Sony Patent Lets Viewers Vote and Pay to Boot Players From Games

Sony Patent Lets Viewers Vote and Pay to Boot Players From Games
Image: Sony

In 2020, Sony filed a patent for allowing livestream spectators and participants to remove players from a game. Yesterday, the United States Patent and Trademark Office approved the patent, which you can read in full here. Besides removing unskilled players, the system would allow spectators to pay for the privilege of removing players.

Twitch is the most popular streaming platform in the world, and competitive esports is immensely popular. Considering that Sony filed an online tournament patent this year and bought Evo, the world’s largest fighting game competition, it’s clear that the PlayStation-maker is taking competitive gaming more seriously than it did in the past. An approved patent doesn’t mean that Sony is necessarily developing a “benching” system right now. It just gives the company exclusivity if it ever decides to implement one in the future.

In the patent document, Sony outlined a system in which spectators to a livestream can vote to remove a player from an ongoing game. The player would have no veto power over this decision, and they may be reassigned to a different match. The system would display the skill level of the current players and their statistics for the game, such as time played, ratings, and achievements. All of this would take place through “the cloud gaming system,” whatever that means.

To avoid audience abuse of this system, a 60% voting threshold needs to be met in order to bench a player from a game. Spectators with a higher skill level will also have their votes counted more heavily in the election. Despite Sony claiming that this system would be beneficial for removing disrespectful “griefers” from matches, the patent also includes the ability for spectators to pay a fixed price or bid for the ability to remove players from a game. The text also mentions a system in which spectators can warn active players to improve their gameplay. Damn.

TASKS TO CARRY OUT:
1 > In the article about Sony's player-removal patent, why must a 60% voting threshold be met before a player is benched? Answer in one to three sentences.
2 > Continue the article about Sony's player-removal patent, starting after its final sentence.

SUPPLIED ENTRIES:
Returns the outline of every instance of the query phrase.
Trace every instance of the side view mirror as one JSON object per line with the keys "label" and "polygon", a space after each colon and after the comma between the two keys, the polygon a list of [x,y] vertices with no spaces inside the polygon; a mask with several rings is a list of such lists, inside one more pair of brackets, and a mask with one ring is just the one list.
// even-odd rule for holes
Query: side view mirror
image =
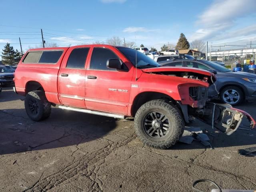
{"label": "side view mirror", "polygon": [[107,67],[117,70],[121,69],[120,61],[116,59],[109,59],[107,61]]}
{"label": "side view mirror", "polygon": [[211,73],[213,73],[214,74],[217,74],[217,71],[216,71],[216,70],[214,70],[213,69],[209,69],[209,70],[208,70],[208,71]]}

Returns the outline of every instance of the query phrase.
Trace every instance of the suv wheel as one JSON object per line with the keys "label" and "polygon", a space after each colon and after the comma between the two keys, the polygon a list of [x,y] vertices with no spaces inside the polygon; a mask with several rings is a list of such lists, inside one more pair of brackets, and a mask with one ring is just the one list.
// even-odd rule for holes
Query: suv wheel
{"label": "suv wheel", "polygon": [[166,149],[182,135],[184,121],[178,109],[162,100],[153,100],[138,110],[134,118],[135,132],[148,146]]}
{"label": "suv wheel", "polygon": [[51,104],[42,91],[31,91],[25,100],[25,108],[29,118],[35,121],[45,119],[50,116]]}
{"label": "suv wheel", "polygon": [[234,86],[227,87],[221,91],[220,98],[222,102],[232,105],[236,105],[242,101],[244,94],[241,90]]}

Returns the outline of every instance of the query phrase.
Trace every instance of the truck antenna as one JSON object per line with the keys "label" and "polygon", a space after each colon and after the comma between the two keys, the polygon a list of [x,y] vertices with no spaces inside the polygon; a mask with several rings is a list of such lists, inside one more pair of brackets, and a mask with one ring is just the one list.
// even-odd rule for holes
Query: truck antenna
{"label": "truck antenna", "polygon": [[[135,32],[135,47],[137,47],[137,42],[136,41],[136,32]],[[136,76],[135,77],[135,81],[137,81],[137,50],[135,49],[135,70],[136,70]]]}

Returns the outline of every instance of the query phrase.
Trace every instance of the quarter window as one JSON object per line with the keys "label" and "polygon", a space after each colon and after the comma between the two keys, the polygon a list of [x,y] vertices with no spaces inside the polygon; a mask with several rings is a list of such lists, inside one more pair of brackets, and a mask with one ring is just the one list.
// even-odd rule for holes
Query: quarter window
{"label": "quarter window", "polygon": [[207,66],[206,66],[205,65],[201,64],[200,63],[198,63],[197,64],[198,66],[198,68],[199,69],[205,69],[206,70],[209,70],[209,69],[210,69],[209,68],[208,68]]}
{"label": "quarter window", "polygon": [[63,51],[60,50],[29,52],[23,62],[35,64],[56,63],[63,52]]}
{"label": "quarter window", "polygon": [[76,48],[72,51],[67,62],[66,68],[83,69],[89,48]]}
{"label": "quarter window", "polygon": [[107,61],[109,59],[119,58],[111,50],[102,48],[95,48],[93,49],[90,68],[96,70],[115,71],[115,69],[107,67]]}

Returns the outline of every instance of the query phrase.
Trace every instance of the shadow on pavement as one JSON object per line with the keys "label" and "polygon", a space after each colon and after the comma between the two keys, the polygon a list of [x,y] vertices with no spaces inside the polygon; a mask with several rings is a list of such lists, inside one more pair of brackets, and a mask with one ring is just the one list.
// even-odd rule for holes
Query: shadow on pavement
{"label": "shadow on pavement", "polygon": [[0,154],[70,146],[102,138],[116,127],[114,118],[52,109],[34,122],[24,109],[0,110]]}

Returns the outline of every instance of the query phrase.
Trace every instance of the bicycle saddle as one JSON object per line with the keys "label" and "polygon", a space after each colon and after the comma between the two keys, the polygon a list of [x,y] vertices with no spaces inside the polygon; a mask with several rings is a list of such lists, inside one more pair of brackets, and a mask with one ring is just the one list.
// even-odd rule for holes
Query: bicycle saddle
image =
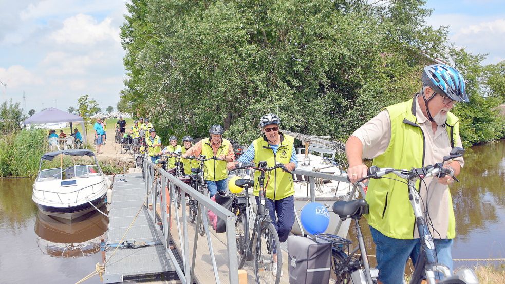
{"label": "bicycle saddle", "polygon": [[239,187],[252,187],[254,186],[254,181],[252,179],[240,179],[235,182],[235,185]]}
{"label": "bicycle saddle", "polygon": [[351,201],[341,200],[333,203],[333,212],[342,219],[348,217],[361,217],[368,213],[368,204],[365,199],[356,199]]}

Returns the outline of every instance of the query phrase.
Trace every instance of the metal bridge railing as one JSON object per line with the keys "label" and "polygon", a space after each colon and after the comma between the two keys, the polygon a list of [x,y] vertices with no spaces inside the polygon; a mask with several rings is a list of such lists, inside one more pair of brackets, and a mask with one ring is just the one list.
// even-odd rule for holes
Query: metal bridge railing
{"label": "metal bridge railing", "polygon": [[[151,213],[149,214],[149,218],[155,225],[157,223],[156,206],[159,203],[159,206],[161,207],[161,221],[163,229],[162,230],[163,236],[160,236],[160,238],[161,239],[165,252],[173,261],[173,264],[175,267],[176,272],[181,282],[183,284],[191,284],[195,281],[195,263],[196,259],[198,242],[200,238],[197,228],[201,221],[200,218],[203,216],[204,217],[203,221],[205,230],[205,235],[209,247],[209,252],[211,256],[214,277],[217,283],[219,284],[220,283],[217,264],[216,262],[215,253],[213,249],[211,234],[209,232],[208,221],[207,218],[207,210],[210,210],[215,213],[218,217],[226,221],[226,232],[225,234],[226,234],[226,236],[227,253],[226,255],[221,255],[220,256],[227,260],[229,283],[238,283],[238,267],[237,259],[235,218],[233,214],[217,203],[211,200],[209,197],[186,184],[162,168],[155,167],[155,164],[147,159],[144,161],[143,171],[145,180],[146,193],[151,193],[147,197],[147,204],[153,204],[153,210],[151,211]],[[157,171],[159,173],[159,178],[156,182],[153,182],[155,178],[155,172]],[[154,188],[152,188],[153,186]],[[168,197],[166,196],[165,190],[165,186],[167,187],[169,189],[169,196]],[[173,198],[176,194],[176,186],[180,188],[181,194],[183,197],[181,198],[180,212],[177,210],[176,206],[174,207],[175,210],[172,210],[172,206],[176,204],[175,199]],[[192,198],[198,202],[199,212],[197,214],[196,221],[195,223],[197,224],[197,229],[195,230],[194,238],[193,240],[194,246],[193,254],[191,259],[190,258],[190,245],[189,242],[190,237],[188,236],[188,212],[186,211],[188,206],[186,204],[185,198],[183,197],[186,195],[191,196]],[[161,195],[161,198],[160,198],[160,195]],[[166,212],[167,208],[169,209],[168,212]],[[181,251],[180,252],[181,253],[180,256],[182,260],[182,267],[179,265],[177,261],[177,258],[170,248],[172,238],[174,237],[171,235],[170,232],[170,221],[172,219],[173,211],[176,215],[176,220],[178,220],[176,223],[177,223],[178,236],[176,236],[175,237],[178,237],[179,242],[180,243]],[[182,218],[179,218],[179,214],[182,215],[182,216],[180,216],[182,217]]]}

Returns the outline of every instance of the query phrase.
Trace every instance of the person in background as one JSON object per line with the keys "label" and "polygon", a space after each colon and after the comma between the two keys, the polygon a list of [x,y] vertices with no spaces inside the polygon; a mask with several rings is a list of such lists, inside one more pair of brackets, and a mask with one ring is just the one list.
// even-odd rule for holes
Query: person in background
{"label": "person in background", "polygon": [[51,137],[58,138],[58,135],[56,134],[55,130],[51,130],[49,131],[49,137],[48,138],[51,138]]}
{"label": "person in background", "polygon": [[[289,171],[294,171],[298,166],[298,158],[294,147],[294,138],[279,130],[280,119],[274,113],[267,113],[259,120],[259,127],[263,136],[253,141],[238,160],[228,163],[228,169],[234,168],[239,163],[249,164],[254,161],[267,162],[269,167],[282,163]],[[265,182],[266,206],[270,219],[277,230],[280,242],[288,239],[289,232],[294,224],[294,185],[293,175],[280,168],[267,174]],[[254,173],[254,190],[253,194],[256,204],[259,203],[259,172]],[[274,250],[273,261],[277,261],[277,253]],[[272,266],[272,273],[277,276],[277,266]],[[283,276],[280,271],[280,276]]]}
{"label": "person in background", "polygon": [[103,144],[104,130],[103,127],[102,126],[102,119],[100,118],[97,119],[97,122],[95,123],[93,129],[95,130],[95,144],[97,145],[97,153],[103,153],[103,152],[100,152],[100,148]]}
{"label": "person in background", "polygon": [[107,141],[107,122],[105,121],[105,118],[102,118],[102,126],[103,127],[103,138],[105,139],[103,144],[105,145],[105,141]]}
{"label": "person in background", "polygon": [[[186,136],[182,137],[182,154],[186,153],[193,145],[193,138],[191,136]],[[191,175],[192,168],[198,168],[200,167],[200,162],[197,160],[190,160],[189,159],[181,159],[181,161],[184,164],[184,174],[186,176]]]}
{"label": "person in background", "polygon": [[73,133],[72,134],[72,136],[76,139],[74,144],[76,146],[82,144],[82,136],[81,135],[81,132],[79,132],[79,130],[77,130],[77,128],[73,129]]}
{"label": "person in background", "polygon": [[[169,138],[170,140],[170,145],[167,146],[163,150],[161,150],[162,154],[166,154],[170,152],[178,152],[179,153],[182,153],[182,149],[179,145],[177,145],[177,138],[173,135],[171,136]],[[169,158],[166,161],[166,168],[173,168],[175,167],[175,157],[177,156],[176,155],[169,154],[170,156],[172,156],[172,158]]]}
{"label": "person in background", "polygon": [[116,124],[119,126],[119,132],[124,134],[125,131],[126,130],[126,121],[123,119],[122,116],[119,116],[119,120]]}
{"label": "person in background", "polygon": [[201,154],[205,155],[207,159],[214,157],[220,160],[209,160],[204,163],[208,169],[204,178],[211,197],[214,196],[217,191],[226,190],[226,181],[228,177],[226,162],[235,159],[235,153],[230,140],[222,138],[225,129],[221,125],[212,125],[209,129],[210,137],[200,140],[182,154],[182,158]]}
{"label": "person in background", "polygon": [[145,142],[149,146],[147,148],[147,151],[151,158],[151,162],[155,163],[156,160],[160,158],[159,153],[161,152],[161,139],[156,135],[156,130],[154,128],[149,129],[149,137],[145,139]]}

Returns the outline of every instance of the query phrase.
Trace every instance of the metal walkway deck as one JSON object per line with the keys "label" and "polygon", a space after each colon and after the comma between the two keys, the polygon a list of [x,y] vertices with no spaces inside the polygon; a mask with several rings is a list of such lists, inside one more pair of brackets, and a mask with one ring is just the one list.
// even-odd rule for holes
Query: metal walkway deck
{"label": "metal walkway deck", "polygon": [[[158,226],[149,219],[144,206],[145,183],[141,174],[118,175],[113,189],[112,202],[109,212],[108,248],[105,259],[110,258],[114,248],[141,209],[140,213],[128,231],[124,240],[146,242],[159,244],[133,248],[120,248],[105,266],[103,282],[117,283],[128,279],[152,279],[164,275],[164,279],[177,279],[175,268],[165,253],[158,236],[162,235]],[[123,178],[124,182],[118,181]]]}

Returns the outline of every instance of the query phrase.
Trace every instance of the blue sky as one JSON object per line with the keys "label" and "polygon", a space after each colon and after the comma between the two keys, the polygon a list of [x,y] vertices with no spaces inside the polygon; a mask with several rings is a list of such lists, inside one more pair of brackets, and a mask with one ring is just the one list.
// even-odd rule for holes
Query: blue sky
{"label": "blue sky", "polygon": [[[89,94],[105,109],[124,88],[119,28],[124,0],[0,0],[0,102],[39,111],[66,110]],[[485,64],[505,60],[505,0],[428,0],[428,24],[450,27],[450,40]],[[55,102],[54,101],[56,100]]]}

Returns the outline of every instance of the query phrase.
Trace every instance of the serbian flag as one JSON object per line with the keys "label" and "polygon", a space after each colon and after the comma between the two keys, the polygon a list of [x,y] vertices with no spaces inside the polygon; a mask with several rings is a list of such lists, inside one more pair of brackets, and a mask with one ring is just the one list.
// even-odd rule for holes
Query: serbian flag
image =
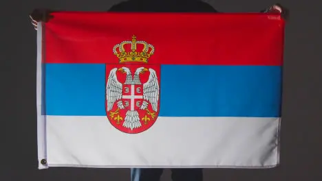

SOLVED PROBLEMS:
1 > The threshold is there to keep the audience from abusing the system. A player is removed only when at least 60% of the vote supports it.

2 >
This is a terrible idea for so many reasons, one of which is that having this much power might entice someone to use it poorly. Women already face immense barriers in esports, including gender biases about whether or not women are skilled enough to participate in competitive gaming. And the primary inspiration behind these tools traces back to Twitch, according to the opening paragraph of the patent. Except racist Twitch trolls have been organising hate raids against marginalised streamers lately, all by using platform-approved tools. It’s very likely that a similar coordinated effort could undermine the integrity of a benching vote within Sony’s proposed system.

Though Sony claims that the patent represented something hailing from a line of inventions that “enhance functionality and interactivity for players,” the specifics of said patent are troubling. For all its emphasis on fairness and prioritising skill level, it’s absurd to patent a system where spectators can pay to remove players from a game. That’s not about making competitive esports a better ecosystem. That’s just trying to funnel more money into Sony’s pockets.

Sony doesn’t have to implement the system outlined in the patent, and I’m hoping that they don’t. The patent merely ensures that the company’s competitors can’t implement a similar system, and we have no idea about whether or not the inventions in this patent are currently in development. Nevertheless, it can provide us with insight into Sony’s ideas for monetising competitive gaming.

Comments

  • Maybe… maybe they’re doing a public service? By patenting the most awful things you can think of, then making sure that no-one does something so fucking horrible by adding that financial disincentive?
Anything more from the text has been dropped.